**TASK STATEMENT**
Please update the records from their start through the line holding "[(300, 13)]", inclusive, by replacing "blue sign panel" with "blue signboard" and changing nothing else. Give back only those lines, and leave the pictures out of the answer.

======

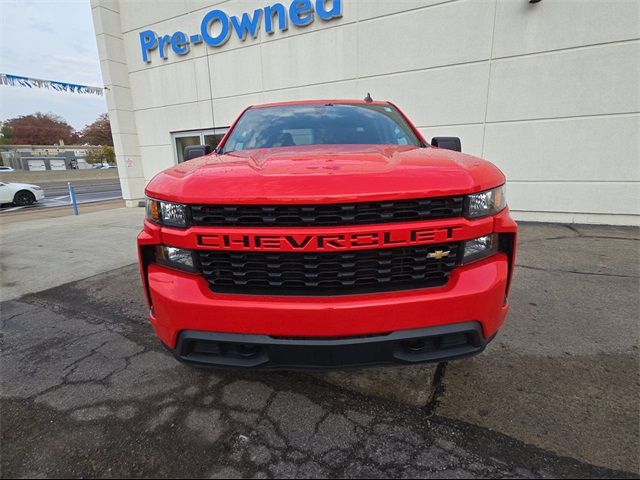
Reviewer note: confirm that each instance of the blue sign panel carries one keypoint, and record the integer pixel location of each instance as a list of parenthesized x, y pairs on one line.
[(300, 13)]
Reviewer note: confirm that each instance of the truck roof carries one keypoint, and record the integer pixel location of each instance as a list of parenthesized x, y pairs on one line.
[(320, 102)]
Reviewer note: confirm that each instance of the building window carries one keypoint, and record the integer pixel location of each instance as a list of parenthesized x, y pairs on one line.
[(196, 137)]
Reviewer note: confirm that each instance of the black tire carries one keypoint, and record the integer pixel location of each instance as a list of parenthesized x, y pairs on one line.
[(24, 198)]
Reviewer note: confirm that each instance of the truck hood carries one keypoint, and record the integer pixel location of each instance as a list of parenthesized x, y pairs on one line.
[(324, 174)]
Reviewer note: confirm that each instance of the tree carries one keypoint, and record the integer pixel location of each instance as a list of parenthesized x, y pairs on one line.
[(98, 132), (40, 129), (104, 154)]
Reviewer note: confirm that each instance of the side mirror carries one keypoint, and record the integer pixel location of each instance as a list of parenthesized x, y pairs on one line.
[(196, 151), (449, 143)]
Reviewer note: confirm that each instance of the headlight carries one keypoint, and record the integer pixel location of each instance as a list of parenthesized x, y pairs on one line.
[(165, 213), (486, 203), (479, 248), (175, 257)]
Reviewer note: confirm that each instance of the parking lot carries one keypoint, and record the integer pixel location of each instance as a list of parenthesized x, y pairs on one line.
[(88, 391), (57, 194)]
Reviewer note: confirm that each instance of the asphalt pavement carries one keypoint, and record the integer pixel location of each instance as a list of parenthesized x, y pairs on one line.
[(57, 194), (86, 389)]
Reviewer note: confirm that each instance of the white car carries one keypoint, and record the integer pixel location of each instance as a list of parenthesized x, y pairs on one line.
[(21, 194)]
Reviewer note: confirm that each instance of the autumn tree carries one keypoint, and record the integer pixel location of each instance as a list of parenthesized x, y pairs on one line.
[(6, 135), (98, 132), (40, 129), (104, 154)]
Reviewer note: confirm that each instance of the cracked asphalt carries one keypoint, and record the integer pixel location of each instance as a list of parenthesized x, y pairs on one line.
[(87, 391)]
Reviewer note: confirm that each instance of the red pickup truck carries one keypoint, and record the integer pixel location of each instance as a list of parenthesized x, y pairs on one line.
[(327, 234)]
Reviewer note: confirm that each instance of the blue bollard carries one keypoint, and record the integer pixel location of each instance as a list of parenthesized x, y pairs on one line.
[(72, 195)]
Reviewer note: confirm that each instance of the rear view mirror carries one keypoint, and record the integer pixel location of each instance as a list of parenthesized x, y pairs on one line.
[(196, 151), (449, 143)]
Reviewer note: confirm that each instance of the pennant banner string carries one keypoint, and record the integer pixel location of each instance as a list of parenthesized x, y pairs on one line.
[(17, 81)]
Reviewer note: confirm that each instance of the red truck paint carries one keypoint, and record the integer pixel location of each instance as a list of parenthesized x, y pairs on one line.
[(321, 175)]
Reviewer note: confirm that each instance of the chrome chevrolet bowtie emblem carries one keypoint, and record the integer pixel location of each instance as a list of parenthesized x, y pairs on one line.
[(439, 254)]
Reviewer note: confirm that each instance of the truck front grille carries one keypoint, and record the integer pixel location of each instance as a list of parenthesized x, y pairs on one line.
[(315, 274), (326, 214)]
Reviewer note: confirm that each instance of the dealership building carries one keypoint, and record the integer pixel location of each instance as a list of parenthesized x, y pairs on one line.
[(548, 91)]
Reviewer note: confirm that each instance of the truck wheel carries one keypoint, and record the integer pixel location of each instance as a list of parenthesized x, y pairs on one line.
[(24, 198)]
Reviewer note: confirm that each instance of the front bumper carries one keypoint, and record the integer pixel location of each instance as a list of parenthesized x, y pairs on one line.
[(433, 344), (183, 307)]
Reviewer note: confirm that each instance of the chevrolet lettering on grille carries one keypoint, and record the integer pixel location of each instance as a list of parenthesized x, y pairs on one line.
[(356, 240)]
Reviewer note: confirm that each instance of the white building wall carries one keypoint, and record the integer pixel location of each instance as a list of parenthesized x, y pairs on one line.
[(548, 91)]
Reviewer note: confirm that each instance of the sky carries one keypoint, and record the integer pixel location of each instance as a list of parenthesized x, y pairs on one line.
[(50, 40)]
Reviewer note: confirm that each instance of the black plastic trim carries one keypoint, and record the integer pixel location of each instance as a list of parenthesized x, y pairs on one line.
[(441, 343)]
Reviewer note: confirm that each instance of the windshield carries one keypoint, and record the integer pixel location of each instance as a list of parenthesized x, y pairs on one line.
[(331, 124)]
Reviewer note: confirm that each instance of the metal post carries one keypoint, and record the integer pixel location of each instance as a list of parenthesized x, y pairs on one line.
[(72, 195)]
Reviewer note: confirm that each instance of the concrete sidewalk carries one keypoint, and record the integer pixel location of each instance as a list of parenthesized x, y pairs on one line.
[(44, 253)]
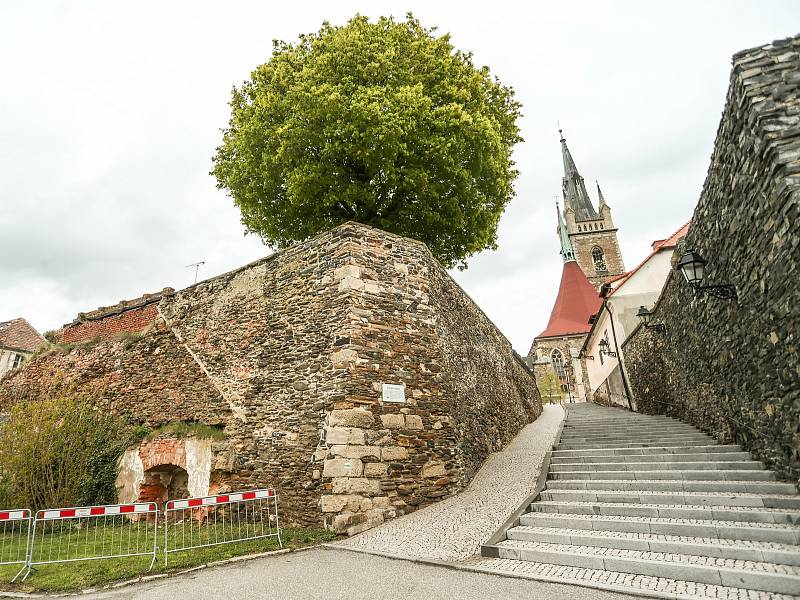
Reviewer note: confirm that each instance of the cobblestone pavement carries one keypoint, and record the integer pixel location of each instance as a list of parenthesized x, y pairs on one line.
[(323, 574), (455, 528), (614, 581)]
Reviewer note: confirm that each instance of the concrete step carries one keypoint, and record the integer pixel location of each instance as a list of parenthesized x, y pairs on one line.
[(673, 465), (682, 474), (731, 530), (784, 554), (643, 458), (703, 449), (621, 431), (671, 511), (632, 444), (751, 575), (623, 440), (688, 498), (747, 487)]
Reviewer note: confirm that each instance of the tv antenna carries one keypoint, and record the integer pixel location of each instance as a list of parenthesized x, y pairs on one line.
[(196, 268)]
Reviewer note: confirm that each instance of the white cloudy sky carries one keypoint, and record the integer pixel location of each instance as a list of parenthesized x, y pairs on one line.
[(110, 112)]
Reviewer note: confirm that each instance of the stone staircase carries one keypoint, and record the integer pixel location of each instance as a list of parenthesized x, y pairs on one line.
[(651, 496)]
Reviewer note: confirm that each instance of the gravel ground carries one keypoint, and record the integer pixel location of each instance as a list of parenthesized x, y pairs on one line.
[(455, 528), (336, 574)]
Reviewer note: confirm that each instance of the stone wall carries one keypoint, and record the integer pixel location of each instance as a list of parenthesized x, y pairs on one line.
[(289, 355), (132, 316), (732, 367)]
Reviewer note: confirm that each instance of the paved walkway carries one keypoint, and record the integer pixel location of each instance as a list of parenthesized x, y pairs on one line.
[(454, 529), (322, 574)]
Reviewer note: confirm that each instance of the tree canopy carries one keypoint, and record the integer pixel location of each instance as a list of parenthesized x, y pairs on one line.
[(377, 122)]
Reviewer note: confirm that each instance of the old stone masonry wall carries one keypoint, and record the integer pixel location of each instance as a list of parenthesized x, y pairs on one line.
[(732, 367), (466, 394), (288, 356)]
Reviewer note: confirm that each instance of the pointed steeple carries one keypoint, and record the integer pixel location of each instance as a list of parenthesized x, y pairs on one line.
[(567, 252), (575, 195), (600, 194)]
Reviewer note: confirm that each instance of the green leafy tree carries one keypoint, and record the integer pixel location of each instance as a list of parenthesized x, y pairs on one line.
[(377, 122)]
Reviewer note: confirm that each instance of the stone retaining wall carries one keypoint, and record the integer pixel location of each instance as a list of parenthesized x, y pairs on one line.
[(732, 367), (289, 355)]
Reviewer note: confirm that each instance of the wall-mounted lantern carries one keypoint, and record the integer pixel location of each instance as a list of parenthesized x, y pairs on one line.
[(603, 345), (692, 265), (646, 317)]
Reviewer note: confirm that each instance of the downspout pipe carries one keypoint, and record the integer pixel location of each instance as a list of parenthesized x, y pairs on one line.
[(619, 357)]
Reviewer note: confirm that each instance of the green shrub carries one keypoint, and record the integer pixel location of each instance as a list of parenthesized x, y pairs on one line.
[(60, 449)]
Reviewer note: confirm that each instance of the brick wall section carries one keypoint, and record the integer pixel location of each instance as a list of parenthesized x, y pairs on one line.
[(153, 381), (134, 320), (288, 354), (732, 368)]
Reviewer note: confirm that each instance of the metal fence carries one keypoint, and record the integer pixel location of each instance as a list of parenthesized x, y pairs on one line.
[(93, 533), (223, 519), (15, 533), (68, 535)]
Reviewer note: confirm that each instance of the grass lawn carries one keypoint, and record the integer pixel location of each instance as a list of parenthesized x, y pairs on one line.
[(95, 573)]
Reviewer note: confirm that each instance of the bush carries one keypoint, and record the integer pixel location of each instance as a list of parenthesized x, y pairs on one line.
[(60, 449)]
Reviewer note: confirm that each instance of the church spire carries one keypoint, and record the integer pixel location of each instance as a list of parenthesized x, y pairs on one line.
[(600, 194), (574, 189), (567, 252)]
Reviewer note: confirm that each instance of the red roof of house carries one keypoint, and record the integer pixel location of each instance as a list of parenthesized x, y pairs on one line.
[(658, 246), (577, 301), (18, 334)]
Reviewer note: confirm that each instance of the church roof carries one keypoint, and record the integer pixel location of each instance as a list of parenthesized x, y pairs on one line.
[(575, 194), (577, 300)]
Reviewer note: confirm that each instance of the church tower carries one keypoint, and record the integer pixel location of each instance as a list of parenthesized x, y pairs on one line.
[(591, 232)]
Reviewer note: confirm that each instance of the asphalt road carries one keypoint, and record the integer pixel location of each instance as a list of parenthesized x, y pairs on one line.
[(339, 574)]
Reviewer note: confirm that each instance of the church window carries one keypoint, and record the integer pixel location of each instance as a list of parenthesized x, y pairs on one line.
[(599, 259), (558, 364)]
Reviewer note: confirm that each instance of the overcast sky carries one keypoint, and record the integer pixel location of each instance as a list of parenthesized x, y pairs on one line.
[(110, 112)]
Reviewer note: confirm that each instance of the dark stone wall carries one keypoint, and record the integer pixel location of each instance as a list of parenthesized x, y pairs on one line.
[(731, 367)]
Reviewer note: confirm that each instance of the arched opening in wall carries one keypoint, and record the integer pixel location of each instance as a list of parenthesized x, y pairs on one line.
[(599, 259), (162, 483), (558, 364)]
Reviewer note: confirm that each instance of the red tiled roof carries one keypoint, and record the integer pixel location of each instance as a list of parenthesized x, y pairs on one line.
[(658, 246), (18, 334), (577, 301)]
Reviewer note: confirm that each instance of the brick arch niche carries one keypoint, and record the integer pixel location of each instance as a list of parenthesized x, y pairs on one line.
[(162, 483)]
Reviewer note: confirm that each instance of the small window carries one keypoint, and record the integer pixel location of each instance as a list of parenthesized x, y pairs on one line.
[(599, 259), (558, 364)]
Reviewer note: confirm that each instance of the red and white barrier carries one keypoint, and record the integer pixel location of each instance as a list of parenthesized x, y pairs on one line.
[(221, 499), (15, 534), (93, 533), (220, 519)]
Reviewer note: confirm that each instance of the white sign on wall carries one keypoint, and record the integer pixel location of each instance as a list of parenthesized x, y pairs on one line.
[(394, 393)]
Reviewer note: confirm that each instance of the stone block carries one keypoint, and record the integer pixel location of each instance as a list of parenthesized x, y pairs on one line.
[(376, 470), (336, 502), (343, 467), (356, 485), (347, 271), (413, 422), (362, 452), (393, 421), (434, 469), (344, 435), (354, 417), (394, 453), (344, 358)]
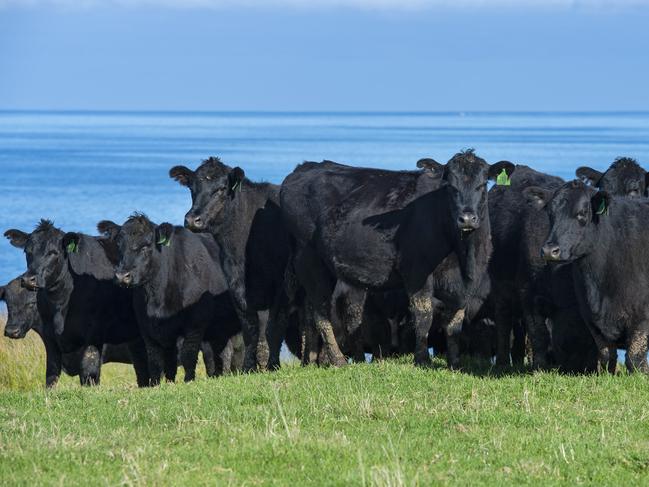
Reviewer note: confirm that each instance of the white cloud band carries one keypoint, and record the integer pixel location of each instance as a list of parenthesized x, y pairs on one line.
[(352, 4)]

======

**TASK RESPONSE**
Reviewer note: confirm that each instance of the blue signboard carries one keypoint, and record the integer pixel location of each instance as a list of parenthesized x, y pairs on one line.
[(300, 13)]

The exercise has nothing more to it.